● **Stated goal**:
Reproduce the lines of the listing below exactly, starting with the line that contains "Indicate the white signboard" and continuing through the line that contains "<point>66,298</point>", both included.

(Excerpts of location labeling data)
○ ○ ○ ○ ○
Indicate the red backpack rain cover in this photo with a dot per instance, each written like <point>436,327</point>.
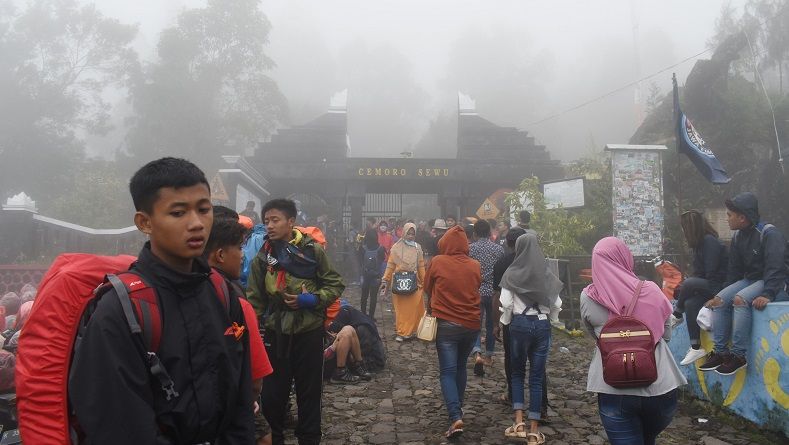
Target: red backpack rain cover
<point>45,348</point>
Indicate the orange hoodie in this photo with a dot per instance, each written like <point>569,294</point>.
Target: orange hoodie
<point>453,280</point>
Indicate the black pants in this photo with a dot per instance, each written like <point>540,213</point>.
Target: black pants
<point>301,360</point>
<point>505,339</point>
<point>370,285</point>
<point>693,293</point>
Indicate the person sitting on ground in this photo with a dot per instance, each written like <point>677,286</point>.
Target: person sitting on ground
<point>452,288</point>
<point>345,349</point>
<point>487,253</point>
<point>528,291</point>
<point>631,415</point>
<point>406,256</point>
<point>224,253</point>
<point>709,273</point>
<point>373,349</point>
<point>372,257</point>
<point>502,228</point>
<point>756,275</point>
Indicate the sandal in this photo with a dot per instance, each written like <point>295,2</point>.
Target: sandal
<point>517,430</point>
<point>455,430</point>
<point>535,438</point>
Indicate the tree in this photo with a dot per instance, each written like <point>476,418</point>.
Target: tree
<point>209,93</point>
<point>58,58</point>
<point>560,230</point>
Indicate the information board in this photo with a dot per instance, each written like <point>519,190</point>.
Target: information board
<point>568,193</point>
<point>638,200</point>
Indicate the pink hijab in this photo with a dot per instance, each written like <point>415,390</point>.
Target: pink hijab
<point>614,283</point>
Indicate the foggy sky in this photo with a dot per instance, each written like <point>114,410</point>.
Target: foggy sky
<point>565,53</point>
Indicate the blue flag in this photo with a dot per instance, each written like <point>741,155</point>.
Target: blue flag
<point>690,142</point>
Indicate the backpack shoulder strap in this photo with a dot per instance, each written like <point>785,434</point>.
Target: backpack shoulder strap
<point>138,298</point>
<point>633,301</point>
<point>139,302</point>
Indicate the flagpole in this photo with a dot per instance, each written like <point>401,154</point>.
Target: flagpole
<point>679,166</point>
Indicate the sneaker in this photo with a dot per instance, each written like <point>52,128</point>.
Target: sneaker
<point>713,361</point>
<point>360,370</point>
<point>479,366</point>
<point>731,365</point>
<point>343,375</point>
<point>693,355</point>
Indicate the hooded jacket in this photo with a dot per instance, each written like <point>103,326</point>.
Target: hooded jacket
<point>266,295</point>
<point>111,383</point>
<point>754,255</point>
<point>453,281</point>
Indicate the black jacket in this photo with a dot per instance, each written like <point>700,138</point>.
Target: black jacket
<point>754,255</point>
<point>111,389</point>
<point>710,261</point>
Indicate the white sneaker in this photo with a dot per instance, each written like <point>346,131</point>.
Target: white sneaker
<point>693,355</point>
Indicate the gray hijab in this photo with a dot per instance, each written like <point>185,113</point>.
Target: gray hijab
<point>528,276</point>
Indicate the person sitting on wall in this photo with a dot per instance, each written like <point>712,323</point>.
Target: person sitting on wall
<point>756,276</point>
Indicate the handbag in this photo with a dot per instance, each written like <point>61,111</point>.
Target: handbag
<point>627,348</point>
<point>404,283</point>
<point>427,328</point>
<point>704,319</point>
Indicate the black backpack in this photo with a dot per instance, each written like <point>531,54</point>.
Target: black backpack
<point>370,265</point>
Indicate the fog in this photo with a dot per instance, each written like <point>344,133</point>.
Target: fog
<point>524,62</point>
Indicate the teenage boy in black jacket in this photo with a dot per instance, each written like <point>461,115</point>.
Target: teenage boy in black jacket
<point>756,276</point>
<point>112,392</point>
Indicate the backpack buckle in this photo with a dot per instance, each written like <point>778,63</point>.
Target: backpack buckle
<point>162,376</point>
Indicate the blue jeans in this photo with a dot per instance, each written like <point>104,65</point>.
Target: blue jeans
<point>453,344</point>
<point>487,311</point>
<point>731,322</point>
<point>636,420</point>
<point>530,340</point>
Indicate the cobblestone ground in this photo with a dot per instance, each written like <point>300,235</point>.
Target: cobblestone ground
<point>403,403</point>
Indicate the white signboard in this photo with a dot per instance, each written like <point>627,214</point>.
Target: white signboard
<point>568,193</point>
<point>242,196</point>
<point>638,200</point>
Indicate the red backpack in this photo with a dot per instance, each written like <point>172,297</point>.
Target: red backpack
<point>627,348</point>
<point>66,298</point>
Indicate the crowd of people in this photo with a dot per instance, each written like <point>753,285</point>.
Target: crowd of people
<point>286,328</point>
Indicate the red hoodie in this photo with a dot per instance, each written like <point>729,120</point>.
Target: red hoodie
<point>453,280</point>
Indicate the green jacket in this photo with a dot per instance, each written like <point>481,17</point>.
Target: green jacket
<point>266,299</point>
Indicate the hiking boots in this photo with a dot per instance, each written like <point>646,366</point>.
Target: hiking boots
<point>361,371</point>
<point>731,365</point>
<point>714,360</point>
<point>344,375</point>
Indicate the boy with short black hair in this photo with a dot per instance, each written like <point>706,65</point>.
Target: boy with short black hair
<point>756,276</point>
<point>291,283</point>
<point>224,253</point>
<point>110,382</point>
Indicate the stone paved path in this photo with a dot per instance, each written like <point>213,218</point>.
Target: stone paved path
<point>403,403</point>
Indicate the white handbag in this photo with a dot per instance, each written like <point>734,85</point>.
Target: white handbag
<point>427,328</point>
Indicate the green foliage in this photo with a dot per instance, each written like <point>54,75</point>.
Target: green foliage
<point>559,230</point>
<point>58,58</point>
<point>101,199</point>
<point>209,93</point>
○ ○ ○ ○ ○
● **Solution to this task**:
Indicate the white signboard in this photo with a dot per instance, each written like <point>627,214</point>.
Target: white signboard
<point>568,193</point>
<point>242,196</point>
<point>638,200</point>
Indicate the red backpack in this photo with a dot per instance, each written like <point>172,297</point>.
Target: red backpack
<point>627,348</point>
<point>66,298</point>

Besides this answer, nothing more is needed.